* Consignes *
- A) Traduisez en anglais la phrase suivante, tirée de la critique du roman Le Dernier Contingent : « Le roman est bâti sur des monologues à la 1ère personne où les gamins (des adolescents, de jeunes adultes) racontent en "direct live", comme on disait il y a quelques années, ce qui s'est produit sur une séquence ramassée de douze semaines. »
- B) Reprenez la critique du roman Le Dernier Contingent à la suite de sa dernière phrase, en un paragraphe.

* Extrait du document *
####

Epopée (anti) sociale fondue au noir, Le Dernier contingent regarde la France des années 2010 avec les yeux grands ouverts sur une jeunesse brisée, martyrisée et complètement dysfonctionnelle. En 500 pages incandescentes, au rythme hypnotique et à la mise en scène théâtralisée, Alain Julien Rudefoucauld, dont c'est le troisième roman, signe un roman malade, à mi chemin entre le réalisme social du meilleur acabit et le carton pâte sursignifiant et romantique. L'un des premiers chocs de l'année 2012.

Il y a d'abord ce titre : Le Dernier Contingent, si parfait et évident qu'on s'étonne que personne ( ?) ne s'en soit emparé avant. Le Dernier Contingent, avec ces allures de western, de douze salopards revenus de je ne sais quel 300 à la Miller. Il y a de la résistance là-dedans, du dernier carré dos à la falaise qui se défend le glaive à la main et forme le cercle de confiance avant de crever sous les coups. Le Dernier Contingent est un livre qui tiendrait presque entier dans son excellent titre s'il n'y avait, aussi et accessoirement, ces 500 pages de roman qui l'entourent. Alain Julien Rudefoucauld vient du théâtre. Il restitue dans ce roman la parole brute d'une demi-douzaine d'ados aux noms communs : Marco, Xavier, Manon, Thierry, Malid etc. Ce sont eux qui tiennent le pavé ici. Le roman est bâti sur des monologues à la 1ère personne où les gamins (des adolescents, de jeunes adultes) racontent en "direct live", comme on disait il y a quelques années, ce qui s'est produit sur une séquence ramassée de douze semaines.

####

* Extrait des données *
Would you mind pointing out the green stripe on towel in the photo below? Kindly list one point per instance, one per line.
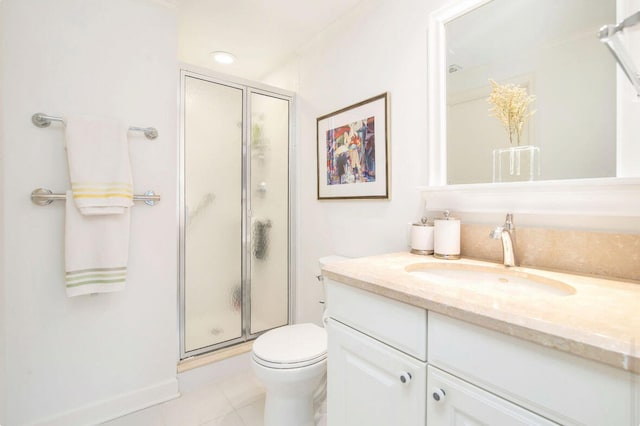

####

* Réponses *
- A) The novel is built on first-person monologues in which the kids (teenagers, young adults) recount "live," as people used to say a few years ago, what happened over a compressed span of twelve weeks.

- B)
Le ton est alerte. La prose est faite de phrases plutôt courtes, proches du langage parlé et saisies à même la bête. Il faut lire évidemment le Dernier contingent pour sa langue qui est une tentative plus qu'honorable de faire parler les jeunes comme... ils parlent. Cela ne fonctionne pas tout le temps et l'on a tendance à ne pas distinguer le ton des protagonistes (Xavier et Thierry notamment). Le procédé est bancal sur une telle longueur : il y a des redites, des rappels, des références (culturelles notamment) qui semblent être plus celles de l'auteur que celles des gamins. Mais l'effet choral et hypnotique est garanti. Le dernier contingent sonne comme un long brouet crépusculaire, tenu par cette langue qui mêle la brutalité du Pasolini des Garçons Sauvages et les distorsions petit-Céliniennes. On a des dizaines de reproches à faire à l'approche de Rudefoucauld mais son parti pris est si fort et tenu de manière tellement obstinée que nos objections ne tiennent pas les 200 pages. Le Dernier Contingent agit comme un tunnel ou un trou noir (au choix) qui concasse ses personnages et leurs propos. Un tunnel qui donne le tournis et envie de vomir au fur et à mesure qu'on s'enfonce dans la nuit du livre. Au fil des pages, tout converge dans un même continuum littéraire dont la noirceur n'a d'égale que l'évidence. Il y a des bougies au bout qui distillent un peu de lumière, d'illusions et de chaleur humaine. Le reste n'est que grisaille, succession de culbutes (des orgies, des errances, des translations ratées dans le bordelais de foyers en familles, avec les flics aux trousses) et de jeux de pistes désordonnés.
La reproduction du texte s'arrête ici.